##### Data under study #####
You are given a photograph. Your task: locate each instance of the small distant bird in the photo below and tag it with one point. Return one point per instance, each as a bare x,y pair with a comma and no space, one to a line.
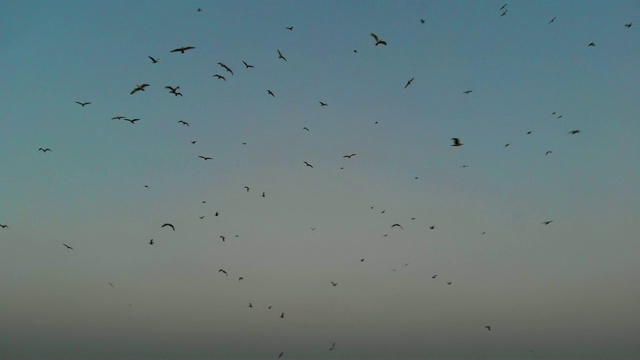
378,40
408,83
169,225
226,68
183,49
139,88
280,56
#####
— Problem to solve —
Without the pictures, give all the records above again exactly.

— Exercise solution —
You are given a photograph. Your task: locate each instance of the small distant bird in the photo below and tag it with one point. Return one point per instance, each as a bare x,y pair with a comma and no space, one to a line.
378,40
408,83
169,225
226,68
183,49
139,88
280,56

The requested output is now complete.